▶ **DATASET**:
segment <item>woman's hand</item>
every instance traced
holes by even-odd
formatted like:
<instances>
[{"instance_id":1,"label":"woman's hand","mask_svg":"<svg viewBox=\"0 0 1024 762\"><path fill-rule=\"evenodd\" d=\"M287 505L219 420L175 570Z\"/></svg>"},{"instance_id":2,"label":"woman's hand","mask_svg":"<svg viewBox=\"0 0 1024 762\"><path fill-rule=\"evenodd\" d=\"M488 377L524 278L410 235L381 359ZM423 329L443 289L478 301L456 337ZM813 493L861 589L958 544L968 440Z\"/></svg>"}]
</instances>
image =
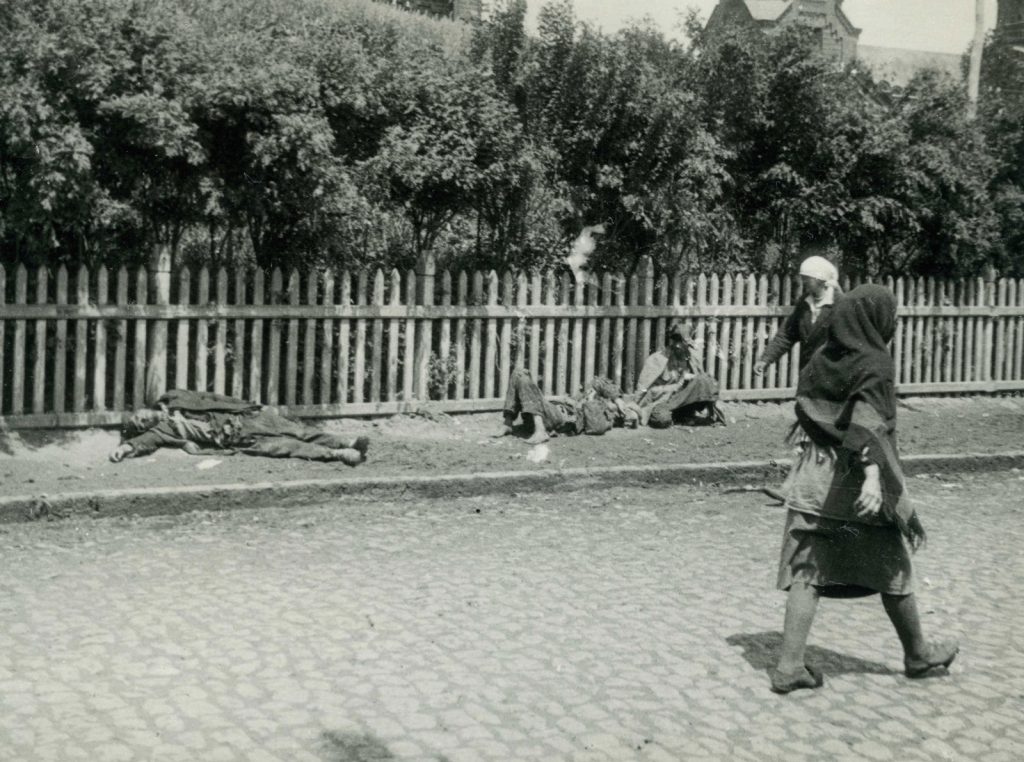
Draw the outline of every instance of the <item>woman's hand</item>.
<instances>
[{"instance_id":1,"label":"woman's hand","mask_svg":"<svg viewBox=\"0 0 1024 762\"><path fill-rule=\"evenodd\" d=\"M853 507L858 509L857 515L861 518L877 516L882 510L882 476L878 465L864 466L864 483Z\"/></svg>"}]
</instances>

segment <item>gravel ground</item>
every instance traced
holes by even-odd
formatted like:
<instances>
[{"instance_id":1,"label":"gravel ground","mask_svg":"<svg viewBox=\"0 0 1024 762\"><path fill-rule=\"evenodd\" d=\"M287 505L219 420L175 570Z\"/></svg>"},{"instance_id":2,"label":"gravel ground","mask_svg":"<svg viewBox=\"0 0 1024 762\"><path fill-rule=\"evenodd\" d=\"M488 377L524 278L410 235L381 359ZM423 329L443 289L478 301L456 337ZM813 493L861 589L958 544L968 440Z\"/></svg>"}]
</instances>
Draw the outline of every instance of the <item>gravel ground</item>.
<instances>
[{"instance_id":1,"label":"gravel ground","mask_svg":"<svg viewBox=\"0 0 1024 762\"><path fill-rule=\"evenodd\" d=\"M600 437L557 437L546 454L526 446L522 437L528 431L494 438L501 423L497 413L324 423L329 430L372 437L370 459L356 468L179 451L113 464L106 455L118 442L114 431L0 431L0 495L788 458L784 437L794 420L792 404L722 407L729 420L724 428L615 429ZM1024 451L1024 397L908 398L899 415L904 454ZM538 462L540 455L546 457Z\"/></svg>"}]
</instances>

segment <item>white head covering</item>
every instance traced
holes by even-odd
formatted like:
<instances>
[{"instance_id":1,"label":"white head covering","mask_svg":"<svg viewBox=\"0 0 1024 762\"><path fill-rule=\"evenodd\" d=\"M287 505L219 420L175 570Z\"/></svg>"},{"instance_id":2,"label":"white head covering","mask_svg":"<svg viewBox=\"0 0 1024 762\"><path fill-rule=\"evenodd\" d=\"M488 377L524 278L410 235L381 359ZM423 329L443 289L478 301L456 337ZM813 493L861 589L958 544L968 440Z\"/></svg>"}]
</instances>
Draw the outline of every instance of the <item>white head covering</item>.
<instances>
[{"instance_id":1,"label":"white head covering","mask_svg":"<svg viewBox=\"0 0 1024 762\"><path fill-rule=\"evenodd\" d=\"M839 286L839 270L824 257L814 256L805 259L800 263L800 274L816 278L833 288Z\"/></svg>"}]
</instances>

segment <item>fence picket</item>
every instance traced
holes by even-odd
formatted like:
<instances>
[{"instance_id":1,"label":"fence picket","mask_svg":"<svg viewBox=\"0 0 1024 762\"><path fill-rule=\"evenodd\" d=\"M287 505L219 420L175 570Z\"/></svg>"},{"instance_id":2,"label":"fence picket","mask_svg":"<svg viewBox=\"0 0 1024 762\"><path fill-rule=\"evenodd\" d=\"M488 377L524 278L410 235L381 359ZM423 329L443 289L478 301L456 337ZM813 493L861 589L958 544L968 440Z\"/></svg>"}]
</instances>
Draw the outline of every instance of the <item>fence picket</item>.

▶ **WHAT IS REQUIRED**: Convert the material above into a JSON list of strings, one string per line, skipping blank lines. Leave any picture out of the list.

▶ **WRITTEN SOLUTION**:
[
  "segment <item>woman's hand</item>",
  "every instance traced",
  "holes by even-odd",
  "formatted like:",
  "<instances>",
  "[{\"instance_id\":1,\"label\":\"woman's hand\",\"mask_svg\":\"<svg viewBox=\\\"0 0 1024 762\\\"><path fill-rule=\\\"evenodd\\\" d=\\\"M287 505L219 420L175 570Z\\\"/></svg>\"},{\"instance_id\":2,\"label\":\"woman's hand\",\"mask_svg\":\"<svg viewBox=\\\"0 0 1024 762\\\"><path fill-rule=\\\"evenodd\\\" d=\\\"M488 377L524 278L410 235L381 359ZM423 329L443 289L478 301L456 337ZM813 493L861 589L958 544L968 440Z\\\"/></svg>\"}]",
  "</instances>",
  "image =",
  "Draw the outline of every instance of the <item>woman's hand</item>.",
  "<instances>",
  "[{\"instance_id\":1,\"label\":\"woman's hand\",\"mask_svg\":\"<svg viewBox=\\\"0 0 1024 762\\\"><path fill-rule=\\\"evenodd\\\" d=\\\"M853 507L858 509L857 515L861 518L877 516L882 510L882 476L878 465L864 466L864 483Z\\\"/></svg>\"}]",
  "</instances>",
  "segment <item>gravel ground</item>",
  "every instance traced",
  "holes by even-odd",
  "formatted like:",
  "<instances>",
  "[{\"instance_id\":1,\"label\":\"gravel ground\",\"mask_svg\":\"<svg viewBox=\\\"0 0 1024 762\\\"><path fill-rule=\\\"evenodd\\\" d=\\\"M287 505L219 420L175 570Z\\\"/></svg>\"},{\"instance_id\":2,\"label\":\"gravel ground\",\"mask_svg\":\"<svg viewBox=\\\"0 0 1024 762\\\"><path fill-rule=\\\"evenodd\\\" d=\\\"M488 377L524 278L410 235L381 359ZM423 329L443 289L478 301L456 337ZM813 493L861 589L958 544L968 440Z\\\"/></svg>\"}]",
  "</instances>",
  "Draw the outline of every instance of the <item>gravel ground</item>.",
  "<instances>",
  "[{\"instance_id\":1,\"label\":\"gravel ground\",\"mask_svg\":\"<svg viewBox=\\\"0 0 1024 762\\\"><path fill-rule=\\\"evenodd\\\" d=\\\"M600 437L557 437L546 454L526 446L522 437L528 431L494 438L501 423L497 413L324 423L329 430L372 437L370 459L356 468L179 451L113 464L106 455L118 442L114 431L0 431L0 495L788 458L784 437L794 420L792 404L722 407L729 420L724 428L615 429ZM1024 451L1024 397L908 398L899 415L904 454ZM538 462L540 455L546 457Z\\\"/></svg>\"}]",
  "</instances>",
  "segment <item>white head covering</item>",
  "every instance traced",
  "holes by even-odd",
  "formatted like:",
  "<instances>",
  "[{\"instance_id\":1,\"label\":\"white head covering\",\"mask_svg\":\"<svg viewBox=\\\"0 0 1024 762\\\"><path fill-rule=\\\"evenodd\\\" d=\\\"M287 505L219 420L175 570Z\\\"/></svg>\"},{\"instance_id\":2,\"label\":\"white head covering\",\"mask_svg\":\"<svg viewBox=\\\"0 0 1024 762\\\"><path fill-rule=\\\"evenodd\\\" d=\\\"M488 377L524 278L410 235L381 359ZM423 329L443 289L478 301L456 337ZM813 493L861 589L958 544L968 440Z\\\"/></svg>\"}]",
  "</instances>",
  "Draw the outline of every instance of the <item>white head covering</item>.",
  "<instances>",
  "[{\"instance_id\":1,\"label\":\"white head covering\",\"mask_svg\":\"<svg viewBox=\\\"0 0 1024 762\\\"><path fill-rule=\\\"evenodd\\\" d=\\\"M839 286L839 270L824 257L814 256L805 259L800 263L800 274L816 278L833 288Z\\\"/></svg>\"}]",
  "</instances>",
  "segment <item>fence picket</item>",
  "every instance traced",
  "holes by even-odd",
  "formatted like:",
  "<instances>",
  "[{\"instance_id\":1,\"label\":\"fence picket\",\"mask_svg\":\"<svg viewBox=\\\"0 0 1024 762\\\"><path fill-rule=\\\"evenodd\\\" d=\\\"M287 505L219 420L175 570Z\\\"/></svg>\"},{\"instance_id\":2,\"label\":\"fence picket\",\"mask_svg\":\"<svg viewBox=\\\"0 0 1024 762\\\"><path fill-rule=\\\"evenodd\\\" d=\\\"M488 377L524 278L410 235L381 359ZM423 329L443 289L478 301L456 337ZM813 493L861 589L958 544L968 440Z\\\"/></svg>\"}]",
  "</instances>",
  "Draw the outline of every instance of the <item>fence picket</item>."
]